→ Given task: Pick out every line below that contains the word "background" and copy each of those lines in full. Case counts, so only an exact match qualifies.

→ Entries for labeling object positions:
- - -
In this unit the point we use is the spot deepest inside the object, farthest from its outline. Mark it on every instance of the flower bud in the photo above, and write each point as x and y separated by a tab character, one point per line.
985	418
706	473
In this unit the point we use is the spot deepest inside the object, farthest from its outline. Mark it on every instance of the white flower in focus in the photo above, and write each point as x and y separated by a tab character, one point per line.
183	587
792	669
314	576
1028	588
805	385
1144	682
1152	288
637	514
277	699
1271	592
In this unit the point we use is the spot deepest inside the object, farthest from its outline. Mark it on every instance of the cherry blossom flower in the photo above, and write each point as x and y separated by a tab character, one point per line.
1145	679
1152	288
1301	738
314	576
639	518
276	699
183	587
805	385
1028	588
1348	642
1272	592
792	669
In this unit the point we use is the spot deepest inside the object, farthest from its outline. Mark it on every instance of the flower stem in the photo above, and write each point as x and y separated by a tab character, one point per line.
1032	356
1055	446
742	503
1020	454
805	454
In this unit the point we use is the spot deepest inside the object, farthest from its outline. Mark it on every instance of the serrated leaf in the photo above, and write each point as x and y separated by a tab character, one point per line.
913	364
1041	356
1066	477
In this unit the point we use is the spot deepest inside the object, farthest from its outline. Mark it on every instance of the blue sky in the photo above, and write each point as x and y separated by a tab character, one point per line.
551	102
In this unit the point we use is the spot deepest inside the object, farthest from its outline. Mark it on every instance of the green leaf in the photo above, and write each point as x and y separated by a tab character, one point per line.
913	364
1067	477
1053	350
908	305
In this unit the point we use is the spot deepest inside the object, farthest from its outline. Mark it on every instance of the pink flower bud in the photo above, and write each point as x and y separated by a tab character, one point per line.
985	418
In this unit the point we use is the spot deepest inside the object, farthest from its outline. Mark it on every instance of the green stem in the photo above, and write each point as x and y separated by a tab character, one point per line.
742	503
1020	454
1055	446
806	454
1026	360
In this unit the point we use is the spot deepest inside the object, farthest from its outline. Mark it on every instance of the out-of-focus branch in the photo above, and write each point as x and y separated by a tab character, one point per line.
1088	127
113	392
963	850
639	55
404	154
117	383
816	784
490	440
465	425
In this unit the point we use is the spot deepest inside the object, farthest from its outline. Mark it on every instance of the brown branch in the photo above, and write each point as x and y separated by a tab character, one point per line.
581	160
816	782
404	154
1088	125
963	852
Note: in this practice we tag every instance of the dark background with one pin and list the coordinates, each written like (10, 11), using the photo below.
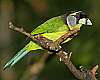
(31, 13)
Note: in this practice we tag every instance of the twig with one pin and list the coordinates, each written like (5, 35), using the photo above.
(82, 74)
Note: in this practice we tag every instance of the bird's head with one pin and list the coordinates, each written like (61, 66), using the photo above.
(77, 19)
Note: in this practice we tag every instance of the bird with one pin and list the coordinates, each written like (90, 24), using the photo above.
(52, 29)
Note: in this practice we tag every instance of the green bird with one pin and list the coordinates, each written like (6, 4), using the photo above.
(52, 29)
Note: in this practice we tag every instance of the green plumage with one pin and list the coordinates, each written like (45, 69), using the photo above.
(51, 29)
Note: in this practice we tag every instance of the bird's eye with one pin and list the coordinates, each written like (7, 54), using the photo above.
(71, 20)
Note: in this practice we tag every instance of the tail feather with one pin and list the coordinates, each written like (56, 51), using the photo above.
(16, 58)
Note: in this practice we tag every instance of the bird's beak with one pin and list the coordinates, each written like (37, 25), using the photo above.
(85, 21)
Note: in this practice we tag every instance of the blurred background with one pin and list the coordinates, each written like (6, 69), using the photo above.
(31, 13)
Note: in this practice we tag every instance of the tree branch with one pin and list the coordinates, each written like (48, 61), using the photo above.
(82, 74)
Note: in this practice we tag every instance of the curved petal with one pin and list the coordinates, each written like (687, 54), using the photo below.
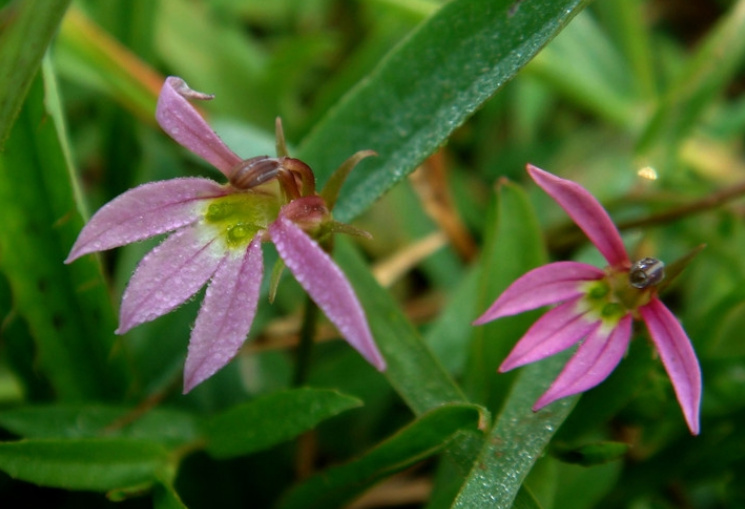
(555, 331)
(552, 283)
(594, 360)
(146, 211)
(184, 124)
(587, 212)
(226, 314)
(678, 358)
(327, 286)
(168, 276)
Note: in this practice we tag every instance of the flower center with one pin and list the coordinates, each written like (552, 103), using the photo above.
(240, 216)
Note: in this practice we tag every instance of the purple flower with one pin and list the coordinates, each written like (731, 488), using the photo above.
(596, 309)
(217, 235)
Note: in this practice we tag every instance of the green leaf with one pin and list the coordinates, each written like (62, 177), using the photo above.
(705, 76)
(165, 497)
(68, 308)
(270, 420)
(517, 439)
(593, 454)
(426, 436)
(426, 87)
(168, 426)
(584, 65)
(513, 246)
(87, 54)
(412, 370)
(85, 464)
(27, 29)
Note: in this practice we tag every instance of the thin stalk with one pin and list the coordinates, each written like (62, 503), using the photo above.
(561, 240)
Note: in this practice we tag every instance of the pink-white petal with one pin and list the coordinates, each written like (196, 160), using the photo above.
(168, 276)
(226, 314)
(549, 284)
(587, 212)
(184, 124)
(555, 331)
(594, 360)
(678, 358)
(327, 286)
(146, 211)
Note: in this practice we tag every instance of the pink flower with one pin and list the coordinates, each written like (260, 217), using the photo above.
(596, 309)
(217, 235)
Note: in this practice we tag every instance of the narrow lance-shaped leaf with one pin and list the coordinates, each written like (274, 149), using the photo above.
(517, 439)
(427, 87)
(272, 419)
(85, 464)
(513, 246)
(426, 436)
(68, 308)
(412, 369)
(29, 27)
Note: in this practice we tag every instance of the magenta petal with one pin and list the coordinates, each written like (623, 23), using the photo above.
(226, 315)
(145, 211)
(555, 331)
(168, 276)
(552, 283)
(587, 212)
(678, 358)
(184, 124)
(327, 286)
(594, 360)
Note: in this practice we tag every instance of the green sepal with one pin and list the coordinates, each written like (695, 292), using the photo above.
(330, 191)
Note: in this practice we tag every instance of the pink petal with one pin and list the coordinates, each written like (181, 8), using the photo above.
(168, 276)
(587, 212)
(145, 211)
(552, 283)
(595, 359)
(555, 331)
(678, 358)
(184, 124)
(327, 286)
(226, 314)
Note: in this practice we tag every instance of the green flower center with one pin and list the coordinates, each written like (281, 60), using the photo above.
(613, 297)
(239, 217)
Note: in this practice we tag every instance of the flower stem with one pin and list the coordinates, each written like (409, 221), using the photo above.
(305, 344)
(561, 240)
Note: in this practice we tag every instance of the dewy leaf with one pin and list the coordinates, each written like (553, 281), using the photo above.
(517, 439)
(426, 436)
(30, 26)
(272, 419)
(513, 246)
(68, 308)
(427, 87)
(85, 464)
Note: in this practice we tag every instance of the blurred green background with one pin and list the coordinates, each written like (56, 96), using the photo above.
(640, 101)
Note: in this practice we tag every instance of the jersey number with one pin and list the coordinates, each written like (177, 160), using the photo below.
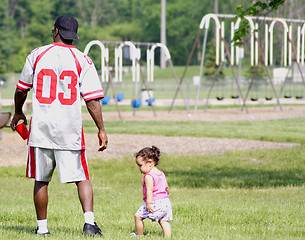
- - -
→ Full output:
Note: in this practice we tag every instance of the dark background with one pin and list the coordinates, each written like (10, 11), using the photo below.
Note: in this practice we tag every instance of the blurred background with one pin and list the coordinates, each written like (6, 69), using the photo above.
Note: in this practice we tag every instance of the blurred green background with one pin and list the coordinates, each written like (56, 96), using the photo above.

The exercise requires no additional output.